Data items
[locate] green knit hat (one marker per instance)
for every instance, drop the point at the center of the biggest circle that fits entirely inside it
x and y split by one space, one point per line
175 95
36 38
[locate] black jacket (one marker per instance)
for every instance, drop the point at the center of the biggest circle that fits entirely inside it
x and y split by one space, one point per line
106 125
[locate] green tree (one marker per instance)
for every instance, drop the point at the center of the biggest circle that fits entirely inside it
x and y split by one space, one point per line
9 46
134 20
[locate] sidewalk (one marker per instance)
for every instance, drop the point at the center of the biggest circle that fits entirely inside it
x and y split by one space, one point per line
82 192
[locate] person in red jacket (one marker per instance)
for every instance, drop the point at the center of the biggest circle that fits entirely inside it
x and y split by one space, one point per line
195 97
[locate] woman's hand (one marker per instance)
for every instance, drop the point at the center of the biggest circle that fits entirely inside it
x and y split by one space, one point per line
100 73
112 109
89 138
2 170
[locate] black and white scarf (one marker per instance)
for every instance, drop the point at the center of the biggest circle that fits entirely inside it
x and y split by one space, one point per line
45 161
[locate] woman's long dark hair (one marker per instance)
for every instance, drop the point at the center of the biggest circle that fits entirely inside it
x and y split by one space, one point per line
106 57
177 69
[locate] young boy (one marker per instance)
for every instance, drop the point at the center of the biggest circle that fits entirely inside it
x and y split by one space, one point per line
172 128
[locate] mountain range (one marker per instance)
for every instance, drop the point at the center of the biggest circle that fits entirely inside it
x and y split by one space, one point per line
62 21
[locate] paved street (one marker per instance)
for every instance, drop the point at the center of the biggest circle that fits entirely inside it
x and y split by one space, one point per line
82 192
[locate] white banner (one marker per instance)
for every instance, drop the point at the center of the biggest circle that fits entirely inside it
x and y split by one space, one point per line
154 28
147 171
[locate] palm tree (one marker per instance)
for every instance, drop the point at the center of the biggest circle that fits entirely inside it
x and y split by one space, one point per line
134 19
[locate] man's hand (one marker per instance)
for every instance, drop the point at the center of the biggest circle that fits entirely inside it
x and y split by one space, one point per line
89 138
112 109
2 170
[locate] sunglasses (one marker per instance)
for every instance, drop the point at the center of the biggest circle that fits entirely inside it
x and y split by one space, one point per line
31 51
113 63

## Your assignment
Your task is to transcribe all of the entries word for word.

## Answer to this problem
[locate] green knit hat (one marker per instance)
for every instance, drop the point at the center of the biggest circle that fits entirely inside it
x and y split by one space, one point per line
175 95
36 38
[locate] black jacket (one marker per instance)
for every instance, drop the point at the center of the biggest circle that fits entirely inside it
x and y split by one space, one point per line
106 125
[locate] green tree (one marker per instance)
for every instance, drop the point at the center of the biggest circle that fits entirely inside it
x and y split by one space, one point per line
9 46
134 20
[locate] sidewalk (one marker per instance)
for every instance, drop the point at the center of the biggest circle that fits entirely inside it
x and y split by one space, one point per line
82 192
[locate] person in red jacket (one marker per instance)
for every instance, drop the point at the center of the biggest circle that fits entirely inside it
x and y split by one space, one point per line
195 97
[locate] woman's hand (one marker per instance)
for every instance, drop the point at the center of the biggest circle that fits entirely inside it
x and y split by one space, one point per line
100 73
112 109
89 138
2 170
[locate] black and white scarf (one marker per instance)
for every instance, drop the point at the center of the biggest circle that fits entirely inside it
x and y split by one space, one point per line
45 161
[locate] woman's long dark hair (one marker per instance)
for every instance, drop the point at the center of the biggest circle that fits entirely inside it
x and y split by one space, one point per line
106 57
177 69
[locate] young boy (one marker per instance)
for every instance, drop the point at the center of the biggest circle that fits entirely inside it
x and y split by one space, one point per line
172 128
[locate] mountain range (one marker per instance)
for every instance, drop the point at the center of the biggest circle that fits entirely inside it
x and y split by one space, one point per line
62 21
[locate] paved street (one marker per instance)
for every instance, drop the point at the center of the biggest circle that fits entirely inside it
x and y split by one space, one point per line
82 192
[locate] white banner (one marker per instance)
for every instance, drop the point at the center of the biggest circle that fits entirely inside it
x and y split by one space, one point per line
154 28
147 171
[locate] palm tree (one marker per instance)
for every instance, drop the point at the center of the biggest circle that fits entirely inside it
x and y split by one space, one point per line
134 19
[locate] man's hand (one marker per instance)
for every instance, drop the point at the center of the biggest circle that fits entirely inside it
x and y split by one space, one point per line
89 138
112 109
2 170
[locate] sunglasses (one marker per instance)
for every instance, drop the point at the center of the biggest circle that fits entirely inside it
x and y split by one space, one point per line
31 51
113 63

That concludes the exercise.